SUPPLIED PASSAGE
EXHIBIT 10.3
THIRD WAIVER TO POSTPETITION CREDIT AGREEMENT
This THIRD WAIVER, dated as of September 30, 2002 (this "Waiver"),
refers to that certain Postpetition Credit Agreement, dated as of April 26, 2002
(as amended, supplemented or otherwise modified from time to time, the "Credit
Agreement"), among the financial institutions from time to time party thereto
(such financial institutions, together with their respective successors and
assigns, are referred to hereinafter each individually as a "Lender" and
collectively as the "Lenders"), CREDIT LYONNAIS NEW YORK BRANCH, as a Lender, as
Issuing Bank with respect to the Letters of Credit, and as agent for the Lenders
and the Issuing Bank thereunder (the "Agent"), SPECIAL METALS CORPORATION, a
Delaware corporation, in its capacity as a debtor and a debtor in possession on
behalf of the estate created upon the commencement of the Bankruptcy Cases
("SMC"), A-1 WIRE TECH, INC., an Illinois corporation, in its capacity as a
debtor and a debtor in possession on behalf of the estate created upon the
commencement of the Bankruptcy Cases ("Wire"), SPECIAL METALS DOMESTIC SALES
CORPORATION, a Delaware corporation, in its capacity as a debtor and a debtor in
possession on behalf of the estate created upon the commencement of the
Bankruptcy Cases ("Sales"), and INCO ALLOYS INTERNATIONAL, INC. (d/b/a
Huntington Alloys), a Delaware corporation, in its capacity as a debtor and a
debtor in possession on behalf of the estate created upon the commencement of
the Bankruptcy Cases ("Alloys," and together with SMC, Wire and Sales, each a
"Borrower" and collectively, the "Borrowers"). Capitalized terms used and not
defined in this Waiver shall have the meanings given such terms in the Credit
Agreement.

SUPPLIED MATERIAL
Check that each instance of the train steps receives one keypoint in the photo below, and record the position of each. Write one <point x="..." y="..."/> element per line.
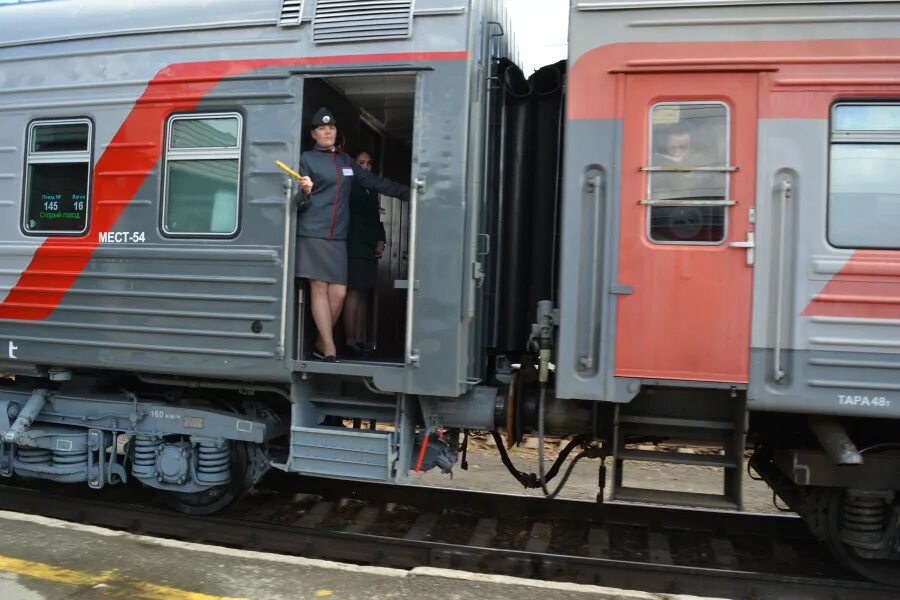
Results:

EXERCISE BRIEF
Please explain, from the waiver, why a capitalized term that the waiver doesn't define still has a set meaning. Answer in one to three sentences. The data have no role in this work.

COMPLETED EXERCISE
The waiver states that capitalized terms used but not defined in it have the meanings given them in the Credit Agreement. Such a term takes its definition from that agreement.